- _Exercise details_:
Print the records below exactly as they appear. Omit all pictures.
#### Study material
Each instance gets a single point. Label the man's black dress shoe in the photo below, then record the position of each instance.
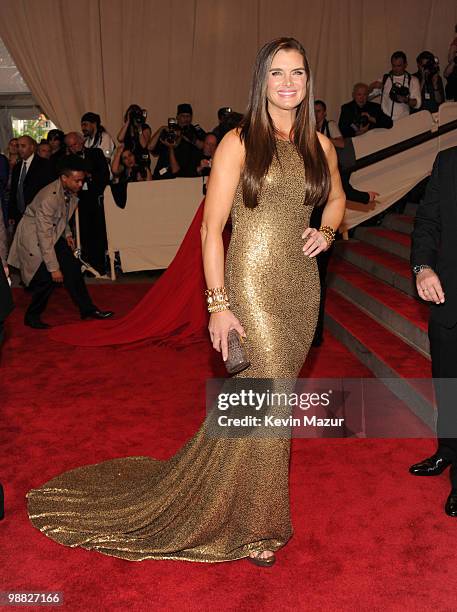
(451, 504)
(432, 466)
(97, 314)
(36, 324)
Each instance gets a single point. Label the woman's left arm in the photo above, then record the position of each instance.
(334, 208)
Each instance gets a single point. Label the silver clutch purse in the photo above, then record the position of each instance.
(237, 359)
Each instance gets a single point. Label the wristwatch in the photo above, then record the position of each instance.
(417, 269)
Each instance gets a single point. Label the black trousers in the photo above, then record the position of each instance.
(322, 265)
(6, 300)
(443, 350)
(42, 285)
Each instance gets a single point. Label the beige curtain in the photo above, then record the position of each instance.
(102, 55)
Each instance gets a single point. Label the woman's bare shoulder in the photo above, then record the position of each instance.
(326, 143)
(231, 146)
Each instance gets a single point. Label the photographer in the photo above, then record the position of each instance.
(204, 167)
(136, 133)
(400, 90)
(359, 116)
(209, 148)
(431, 83)
(327, 126)
(176, 155)
(126, 170)
(96, 136)
(194, 134)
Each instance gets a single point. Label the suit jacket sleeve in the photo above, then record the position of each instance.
(44, 222)
(13, 212)
(3, 242)
(345, 120)
(427, 225)
(100, 171)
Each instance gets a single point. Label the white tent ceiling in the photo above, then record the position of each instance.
(10, 79)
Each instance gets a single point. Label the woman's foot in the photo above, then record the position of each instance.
(265, 558)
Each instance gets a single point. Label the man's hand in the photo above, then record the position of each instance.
(57, 276)
(170, 145)
(71, 242)
(429, 286)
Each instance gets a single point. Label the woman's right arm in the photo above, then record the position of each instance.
(225, 175)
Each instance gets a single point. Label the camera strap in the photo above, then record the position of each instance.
(390, 76)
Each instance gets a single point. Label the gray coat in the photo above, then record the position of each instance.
(45, 220)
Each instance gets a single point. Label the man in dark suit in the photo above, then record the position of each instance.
(30, 175)
(6, 299)
(359, 115)
(434, 261)
(91, 212)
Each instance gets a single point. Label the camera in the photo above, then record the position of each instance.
(192, 133)
(398, 91)
(224, 111)
(170, 135)
(138, 116)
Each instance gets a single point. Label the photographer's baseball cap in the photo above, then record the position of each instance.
(91, 118)
(184, 108)
(52, 134)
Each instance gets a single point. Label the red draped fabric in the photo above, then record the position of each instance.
(172, 312)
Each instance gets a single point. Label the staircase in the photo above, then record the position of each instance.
(372, 307)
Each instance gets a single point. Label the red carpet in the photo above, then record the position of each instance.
(368, 536)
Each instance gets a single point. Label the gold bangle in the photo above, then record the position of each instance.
(217, 299)
(328, 233)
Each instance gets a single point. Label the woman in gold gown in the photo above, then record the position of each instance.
(219, 498)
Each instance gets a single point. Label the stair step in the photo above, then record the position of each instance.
(399, 223)
(411, 209)
(391, 269)
(384, 353)
(401, 313)
(387, 240)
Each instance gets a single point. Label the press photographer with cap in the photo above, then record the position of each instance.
(192, 133)
(400, 90)
(431, 83)
(178, 155)
(96, 136)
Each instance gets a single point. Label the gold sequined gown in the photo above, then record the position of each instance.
(217, 499)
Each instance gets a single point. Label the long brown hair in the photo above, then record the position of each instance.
(259, 136)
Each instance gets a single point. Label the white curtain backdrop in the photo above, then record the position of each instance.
(102, 55)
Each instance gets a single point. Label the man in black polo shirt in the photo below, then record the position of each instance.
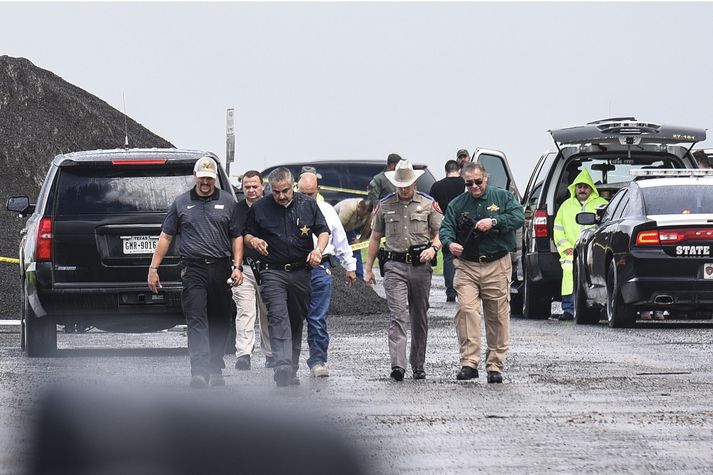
(207, 221)
(280, 229)
(443, 191)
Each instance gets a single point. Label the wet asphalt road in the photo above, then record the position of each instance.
(575, 398)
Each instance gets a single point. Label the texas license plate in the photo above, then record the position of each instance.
(139, 244)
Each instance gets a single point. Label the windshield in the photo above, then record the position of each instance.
(97, 190)
(684, 199)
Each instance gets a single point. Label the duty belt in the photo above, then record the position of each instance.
(204, 260)
(289, 267)
(485, 259)
(396, 256)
########
- _Task answer_:
Each instance gets a single point. Label the man's black dress shoe in the photo below, then record the position of each instance.
(451, 504)
(432, 466)
(97, 314)
(36, 324)
Each instance gets a single point. Label the woman's left arm in the photo above, then record the position of each instance.
(334, 208)
Each instance gets a single point. Label the silver clutch purse in the photo above, then record the position of each instance.
(237, 359)
Each instance gets a single point. Label the wristwatch in the photo above, then record the position of each instance.
(417, 269)
Each instance gets a single point. Label the black trousers in the photo above, then record the position of each instance.
(322, 265)
(6, 300)
(443, 350)
(42, 285)
Each instance gets a single point. Label the beige curtain in the photo above, then record the position of each instance.
(102, 55)
Each instance gets a single point. Label the woman's bare shoulder in the photo above, then record the position of each instance.
(326, 143)
(231, 146)
Each instance gets a single point. Label the photographer in the photo above, then record the position of each instance.
(204, 167)
(136, 133)
(400, 90)
(359, 116)
(209, 148)
(431, 83)
(327, 126)
(176, 155)
(126, 170)
(96, 136)
(194, 134)
Each instance gets a single point. Label the suit jacket sleeve in the photo above, then record the position of each instance.
(44, 222)
(13, 212)
(3, 242)
(345, 120)
(427, 225)
(100, 171)
Each instance gets a single point. Label the white tent ceiling in the photo above, then record the position of each instance.
(10, 79)
Each instance gets a single point. Label the woman's foot in the photo above, then record the position of each instance.
(265, 558)
Each instance gets a single point. Label the man's hand in the photo above, then record the position of each instance.
(57, 276)
(170, 145)
(71, 242)
(429, 286)
Each instance gets a single point. Label the woman's right arm in the photo above, then record the position of each instance.
(225, 175)
Each instance gets a single point. Label the camera strap in the photo above, then record the position of each instance.
(390, 76)
Each instance gets a single point. Label the gray coat in the photo above, then record the position of each instance.
(45, 220)
Each instance gets a single point. Label the man in dark suit in the photo above, then record the position of each instance.
(30, 175)
(6, 299)
(359, 115)
(434, 261)
(91, 212)
Each instance gets a single point. Label the camera in the photo above, then record the position of each instance.
(192, 133)
(398, 91)
(224, 111)
(170, 135)
(138, 116)
Each instance gets a single point. Label the photographer's baseball cap in the photo above, then record the position of each instance.
(91, 118)
(184, 108)
(52, 134)
Each instance gets a single point. Label the red draped fabric in the photo above, then record the position of each instance.
(172, 312)
Each instance gets a single point. Label the staircase in the photo above, then record the position of each instance.
(372, 307)
Each instance gets a single point. Label the red carpet in the photo above, then record the position of each instance.
(368, 536)
Each instance gets a single point. Label the gold bangle in the photo above, then record the position of each instance.
(217, 299)
(328, 233)
Each instance gets a single point. Label the woman in gold gown in the photo above, then record the position of each instance.
(219, 498)
Each instance gets a single point. Label the stair step in the photo above, then record the position of each instance.
(399, 223)
(411, 209)
(391, 269)
(384, 353)
(401, 313)
(387, 240)
Each instance gets a single point. Label the press photographer with cap in the photo above, then record the position of each instance.
(192, 133)
(400, 90)
(431, 83)
(178, 155)
(96, 136)
Each instance gets a single point. Label the gold sequined gown in the photo above, then record the position of each instance.
(217, 499)
Each instance gets a single point. Label the long brown hair in the photo above, then record the position of each instance.
(259, 136)
Each instance gets a single point. Label the white curtain backdrop in the photo above, then record the position of each instance.
(102, 55)
Each instance gets a single point. Label the man in black polo shirt in the photo below, then record the position of each instance.
(207, 221)
(280, 229)
(443, 191)
Each instance gets a single point. Label the wet asphalt road in the photo above, then record the position of each instance.
(575, 398)
Each instance gets a single point. Label the texas license plate in the photo above, then record the position of each instance.
(139, 244)
Each instance gets a single point. Label the windshield in the photo above, then record the position of each instance.
(97, 190)
(684, 199)
Each instance gets a single point. Label the duty belt in the photo above, then record the position of each instance.
(204, 260)
(289, 267)
(485, 259)
(396, 256)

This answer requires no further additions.